SELECTED EXTRACT:
--- START ---

Dynamics of the Earth's high-latitude magnetosphere during a magnetic storm on 02.27.2023 

The Earth's magnetosphere is exposed to the effects of the interplanetary medium. Changes in the parameters of the solar wind and the interplanetary magnetic field lead to geomagnetic disturbances, as a result of which the structure of the magnetic field lines and the dynamics of charged particle fluxes change. The most striking manifestations can be observed in the high-latitude magnetosphere. Charged particle fluxes can serve as a tool for studying the topology of the magnetic field. 

24.02 - 25.02.2023 a series of explosive processes were observed on the Sun, as a result of which two solar proton events were recorded in near-Earth space. The coronal mass ejection from 24.02 arrived in near-Earth space on 26.02, the shock wave preceding it was registered at ~18 UT. A strong magnetic storm with |Dst|max~140 nT occurred in the magnetosphere.

--- END ---

SUPPLIED INFORMATION:
--- START ---

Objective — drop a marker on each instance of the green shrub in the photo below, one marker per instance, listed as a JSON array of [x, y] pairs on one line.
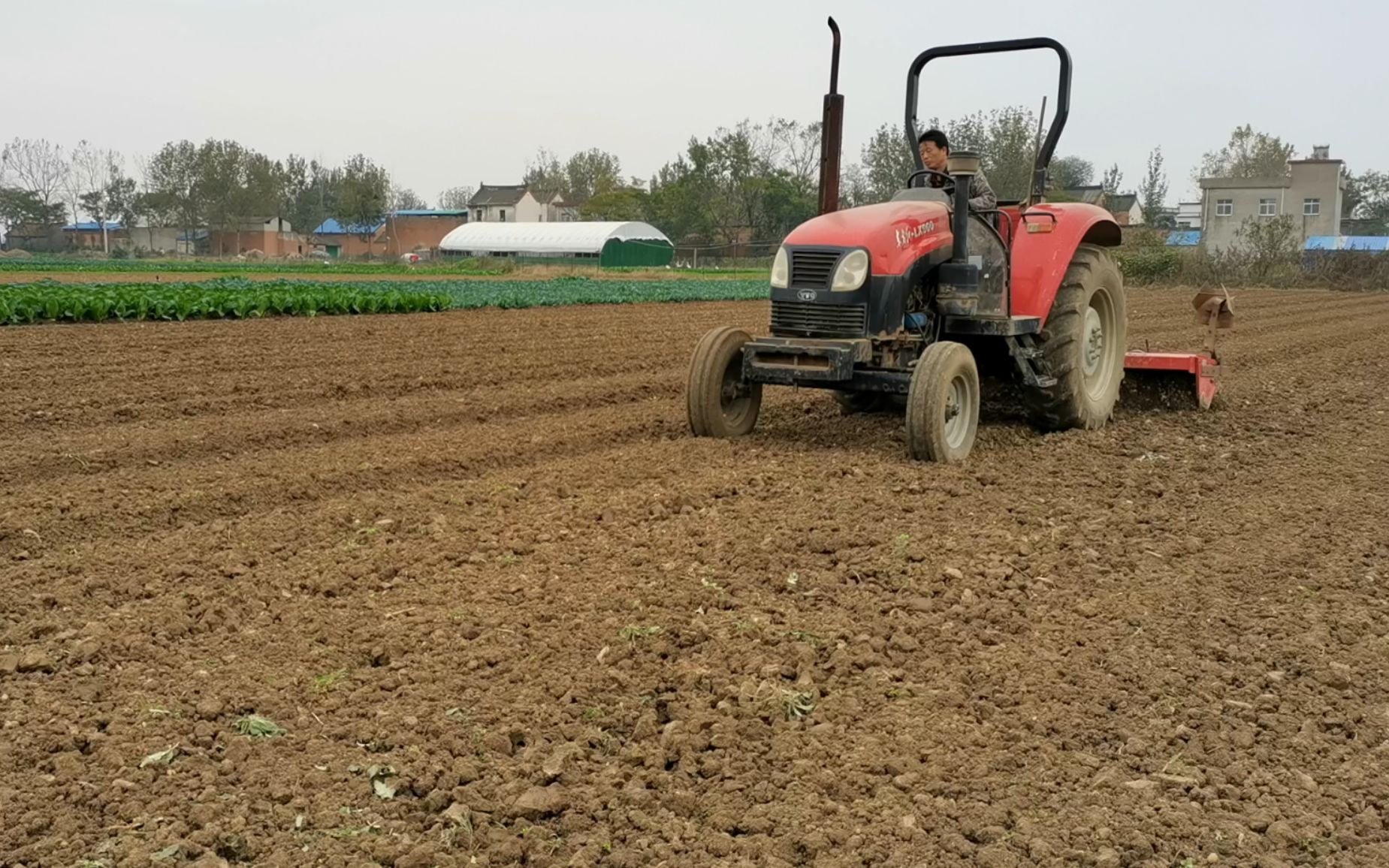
[[1149, 264]]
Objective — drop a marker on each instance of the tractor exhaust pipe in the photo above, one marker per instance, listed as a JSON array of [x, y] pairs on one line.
[[831, 134]]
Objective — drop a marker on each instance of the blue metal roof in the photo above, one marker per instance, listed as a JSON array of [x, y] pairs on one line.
[[432, 212], [1367, 242], [1377, 243], [332, 227]]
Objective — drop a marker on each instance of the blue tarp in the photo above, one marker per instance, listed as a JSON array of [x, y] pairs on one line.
[[1377, 243], [92, 227], [332, 227]]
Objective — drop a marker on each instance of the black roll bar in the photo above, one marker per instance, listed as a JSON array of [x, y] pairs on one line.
[[1063, 99]]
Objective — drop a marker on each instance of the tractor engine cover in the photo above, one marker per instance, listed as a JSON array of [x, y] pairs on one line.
[[903, 240]]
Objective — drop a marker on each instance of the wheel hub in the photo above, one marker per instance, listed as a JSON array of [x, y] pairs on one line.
[[957, 425], [1094, 342]]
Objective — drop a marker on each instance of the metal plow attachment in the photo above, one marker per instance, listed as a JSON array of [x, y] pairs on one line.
[[1179, 381]]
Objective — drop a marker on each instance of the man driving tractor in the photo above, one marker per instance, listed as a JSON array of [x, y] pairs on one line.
[[935, 150]]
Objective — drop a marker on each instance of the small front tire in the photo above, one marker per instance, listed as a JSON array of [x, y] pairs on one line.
[[944, 405], [718, 402]]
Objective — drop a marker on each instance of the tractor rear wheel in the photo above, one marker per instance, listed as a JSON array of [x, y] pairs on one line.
[[718, 402], [1083, 345], [944, 405]]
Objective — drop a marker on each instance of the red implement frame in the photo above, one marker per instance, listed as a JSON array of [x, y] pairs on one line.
[[1202, 367], [1213, 312]]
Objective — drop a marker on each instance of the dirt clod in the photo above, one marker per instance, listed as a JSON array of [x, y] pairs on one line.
[[541, 802]]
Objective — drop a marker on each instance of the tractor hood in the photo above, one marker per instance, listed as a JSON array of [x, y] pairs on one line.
[[896, 234]]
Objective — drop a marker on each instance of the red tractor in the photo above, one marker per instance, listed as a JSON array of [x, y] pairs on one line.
[[898, 300]]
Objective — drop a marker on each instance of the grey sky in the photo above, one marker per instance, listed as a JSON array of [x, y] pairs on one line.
[[466, 91]]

--- END ---

TASK REQUIREMENTS:
1) Translate this sentence from the magnetic storm text into Spanish: "The most striking manifestations can be observed in the high-latitude magnetosphere."
2) Rewrite the paragraph of the magnetic storm text that begins "24.02 - 25.02.2023 a series of explosive processes" as a bulleted list, keeping its main facts.

ANSWERS:
1) Las manifestaciones más llamativas pueden observarse en la magnetosfera de altas latitudes.

2)
- 24.02–25.02.2023: a series of explosive processes was observed on the Sun.
- As a result, two solar proton events were recorded in near-Earth space.
- The coronal mass ejection from 24.02 arrived in near-Earth space on 26.02.
- The shock wave preceding it was registered at ~18 UT.
- A strong magnetic storm with |Dst|max ~140 nT occurred in the magnetosphere.